# [Trecho selecionado]
Zero Hora 21/12/2014
Já
escrevi sobre o mendigo que encontrei em Lisboa, aquele que trata sua mendicância
como um show de humor e aceita esmolas online, e hoje vou falar de Maria
Adelaide, que conheci em Cascais.
Eram
15h e eu ainda não havia almoçado. Escolhi um restaurante simples, com mesinhas
num calçadão. O lugar estava vazio, mas logo vi que se aproximava uma senhora
de idade que gesticulava muito e abordava a todos. Cansada, sentou-se ao meu
lado. Dois palmos separavam uma mesa da outra. Eu havia ganhado companhia.
Só que
ela não comeu nada. Pediu apenas um uísque e a minha atenção: contou que havia
sido uma famosa corretora, que ganhara muito dinheiro e perdera tudo, que fora
amante de um homem casado por 20 anos, que já havia disputado corridas de
carro, que havia aprendido a tourear, que estivera na inauguração de Brasília,
que fora abençoada pelo Papa João Paulo II, que havia sido amiga íntima da
fadista Amália Rodrigues, e eu ali, encantada com aquele personagem pronto, saído
de um livro que não havia sido escrito – ainda.

# [Tarefas]
[a] Transcreva do trecho a parte entre "Zero Hora 21/12/2014" e "conheci em Cascais.", inclusive.
[b] Responda com base no trecho:
(i) Em que cidade ocorre o encontro com Maria Adelaide?
(ii) Que horas eram quando o restaurante foi escolhido?
(iii) Por quantos anos Maria Adelaide diz ter sido amante de um homem casado?

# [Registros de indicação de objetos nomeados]
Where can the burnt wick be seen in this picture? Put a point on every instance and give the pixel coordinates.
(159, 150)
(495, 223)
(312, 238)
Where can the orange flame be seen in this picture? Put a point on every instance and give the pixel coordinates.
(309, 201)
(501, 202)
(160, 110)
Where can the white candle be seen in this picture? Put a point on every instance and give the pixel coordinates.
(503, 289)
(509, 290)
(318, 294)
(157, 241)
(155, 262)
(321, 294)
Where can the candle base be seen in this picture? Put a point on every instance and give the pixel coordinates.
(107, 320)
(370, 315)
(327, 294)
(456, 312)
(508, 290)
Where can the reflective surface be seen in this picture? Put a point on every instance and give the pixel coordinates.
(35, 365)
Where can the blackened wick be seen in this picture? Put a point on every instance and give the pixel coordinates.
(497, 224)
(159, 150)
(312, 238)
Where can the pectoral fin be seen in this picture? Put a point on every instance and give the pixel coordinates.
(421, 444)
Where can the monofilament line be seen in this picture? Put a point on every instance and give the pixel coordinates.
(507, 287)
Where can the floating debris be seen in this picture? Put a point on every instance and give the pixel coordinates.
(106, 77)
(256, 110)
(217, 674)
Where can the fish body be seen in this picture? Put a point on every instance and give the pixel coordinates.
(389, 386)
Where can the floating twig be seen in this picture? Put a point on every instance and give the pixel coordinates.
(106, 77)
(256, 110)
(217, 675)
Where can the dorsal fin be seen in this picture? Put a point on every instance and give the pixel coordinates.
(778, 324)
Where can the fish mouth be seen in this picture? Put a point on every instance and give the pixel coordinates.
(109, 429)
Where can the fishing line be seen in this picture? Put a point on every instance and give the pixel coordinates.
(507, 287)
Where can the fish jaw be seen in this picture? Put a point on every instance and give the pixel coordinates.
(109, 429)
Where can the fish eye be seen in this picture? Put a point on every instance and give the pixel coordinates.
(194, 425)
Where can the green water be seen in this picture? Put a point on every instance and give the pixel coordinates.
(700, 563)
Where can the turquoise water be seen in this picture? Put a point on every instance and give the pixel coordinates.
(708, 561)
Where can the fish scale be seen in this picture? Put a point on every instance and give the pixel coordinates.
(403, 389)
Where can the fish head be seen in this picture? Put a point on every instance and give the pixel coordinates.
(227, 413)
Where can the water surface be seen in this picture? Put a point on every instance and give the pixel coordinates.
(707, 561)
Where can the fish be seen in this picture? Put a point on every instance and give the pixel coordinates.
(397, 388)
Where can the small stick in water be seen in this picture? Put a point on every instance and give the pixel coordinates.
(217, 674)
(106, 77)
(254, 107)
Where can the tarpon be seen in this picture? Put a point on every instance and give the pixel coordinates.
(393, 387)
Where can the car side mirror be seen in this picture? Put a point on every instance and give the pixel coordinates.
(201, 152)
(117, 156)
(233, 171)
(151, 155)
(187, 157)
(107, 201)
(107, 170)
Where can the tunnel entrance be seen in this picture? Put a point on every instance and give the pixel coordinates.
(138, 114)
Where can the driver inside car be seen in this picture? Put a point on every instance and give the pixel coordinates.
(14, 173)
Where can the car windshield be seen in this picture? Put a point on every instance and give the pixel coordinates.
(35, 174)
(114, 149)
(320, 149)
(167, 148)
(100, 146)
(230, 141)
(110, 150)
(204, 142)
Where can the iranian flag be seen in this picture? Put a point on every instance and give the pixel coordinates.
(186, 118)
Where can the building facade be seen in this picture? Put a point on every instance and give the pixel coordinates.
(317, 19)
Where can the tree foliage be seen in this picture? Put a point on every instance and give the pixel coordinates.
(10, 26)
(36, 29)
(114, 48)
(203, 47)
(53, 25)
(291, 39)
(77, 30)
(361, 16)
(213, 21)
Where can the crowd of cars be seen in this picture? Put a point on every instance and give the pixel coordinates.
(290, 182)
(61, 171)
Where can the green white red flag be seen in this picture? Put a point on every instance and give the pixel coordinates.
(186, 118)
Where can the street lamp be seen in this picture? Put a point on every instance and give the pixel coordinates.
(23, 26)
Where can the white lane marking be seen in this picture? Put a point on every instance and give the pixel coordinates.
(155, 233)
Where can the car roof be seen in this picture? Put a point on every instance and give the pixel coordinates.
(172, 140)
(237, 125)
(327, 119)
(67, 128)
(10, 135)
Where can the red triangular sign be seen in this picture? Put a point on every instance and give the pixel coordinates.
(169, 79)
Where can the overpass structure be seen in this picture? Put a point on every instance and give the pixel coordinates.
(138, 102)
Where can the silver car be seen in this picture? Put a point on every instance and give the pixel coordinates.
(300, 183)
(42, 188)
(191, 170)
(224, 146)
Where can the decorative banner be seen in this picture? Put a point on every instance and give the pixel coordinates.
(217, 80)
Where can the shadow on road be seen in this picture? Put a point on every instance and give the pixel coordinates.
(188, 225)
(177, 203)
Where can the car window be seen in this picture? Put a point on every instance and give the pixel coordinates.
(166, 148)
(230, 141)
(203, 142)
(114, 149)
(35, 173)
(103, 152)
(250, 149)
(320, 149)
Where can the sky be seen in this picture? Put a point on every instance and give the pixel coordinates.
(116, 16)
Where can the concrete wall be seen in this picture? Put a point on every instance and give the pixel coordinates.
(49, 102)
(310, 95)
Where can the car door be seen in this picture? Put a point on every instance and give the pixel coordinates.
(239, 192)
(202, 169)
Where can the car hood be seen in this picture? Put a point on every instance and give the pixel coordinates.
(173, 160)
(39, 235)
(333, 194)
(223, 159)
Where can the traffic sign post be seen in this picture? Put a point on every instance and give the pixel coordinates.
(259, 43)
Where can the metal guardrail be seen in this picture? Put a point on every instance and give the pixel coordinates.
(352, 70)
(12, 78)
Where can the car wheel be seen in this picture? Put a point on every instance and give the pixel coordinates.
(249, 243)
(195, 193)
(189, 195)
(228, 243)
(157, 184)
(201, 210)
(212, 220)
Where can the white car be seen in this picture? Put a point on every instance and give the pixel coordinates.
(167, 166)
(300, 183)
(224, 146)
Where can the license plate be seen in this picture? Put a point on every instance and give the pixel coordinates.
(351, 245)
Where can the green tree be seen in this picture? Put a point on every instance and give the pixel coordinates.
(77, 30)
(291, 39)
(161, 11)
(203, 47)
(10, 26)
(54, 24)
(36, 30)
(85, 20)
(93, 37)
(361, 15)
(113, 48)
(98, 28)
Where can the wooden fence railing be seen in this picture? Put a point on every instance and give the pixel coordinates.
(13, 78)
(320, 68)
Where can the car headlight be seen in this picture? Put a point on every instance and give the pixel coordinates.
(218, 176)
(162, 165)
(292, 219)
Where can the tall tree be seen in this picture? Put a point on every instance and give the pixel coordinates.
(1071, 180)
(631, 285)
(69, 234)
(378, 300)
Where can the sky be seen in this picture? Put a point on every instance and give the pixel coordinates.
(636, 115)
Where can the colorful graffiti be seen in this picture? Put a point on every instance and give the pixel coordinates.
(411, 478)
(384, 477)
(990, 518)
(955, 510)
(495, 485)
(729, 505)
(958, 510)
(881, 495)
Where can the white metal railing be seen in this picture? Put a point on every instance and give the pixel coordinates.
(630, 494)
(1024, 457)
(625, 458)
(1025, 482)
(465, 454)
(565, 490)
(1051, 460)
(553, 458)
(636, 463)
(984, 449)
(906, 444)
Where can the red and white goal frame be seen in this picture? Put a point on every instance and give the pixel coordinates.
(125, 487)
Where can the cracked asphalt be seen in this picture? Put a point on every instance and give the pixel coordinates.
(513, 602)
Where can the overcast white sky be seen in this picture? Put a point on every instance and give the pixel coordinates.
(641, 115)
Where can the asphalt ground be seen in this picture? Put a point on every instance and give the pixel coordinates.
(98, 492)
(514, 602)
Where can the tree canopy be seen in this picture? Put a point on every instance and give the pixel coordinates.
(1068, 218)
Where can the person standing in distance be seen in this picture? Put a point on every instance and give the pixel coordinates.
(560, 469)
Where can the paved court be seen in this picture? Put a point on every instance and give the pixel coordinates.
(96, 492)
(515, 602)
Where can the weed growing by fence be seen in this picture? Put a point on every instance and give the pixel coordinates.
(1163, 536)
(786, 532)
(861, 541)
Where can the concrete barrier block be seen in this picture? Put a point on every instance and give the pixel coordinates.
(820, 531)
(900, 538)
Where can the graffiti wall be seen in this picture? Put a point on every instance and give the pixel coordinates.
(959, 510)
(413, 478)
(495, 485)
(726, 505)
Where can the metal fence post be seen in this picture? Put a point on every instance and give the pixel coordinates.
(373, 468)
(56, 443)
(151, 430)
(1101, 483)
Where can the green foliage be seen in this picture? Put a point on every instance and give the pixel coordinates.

# [Respostas]
[a]
Zero Hora 21/12/2014
Já
escrevi sobre o mendigo que encontrei em Lisboa, aquele que trata sua mendicância
como um show de humor e aceita esmolas online, e hoje vou falar de Maria
Adelaide, que conheci em Cascais.

[b]
(i) Em Cascais.
(ii) Eram 15h.
(iii) Por 20 anos.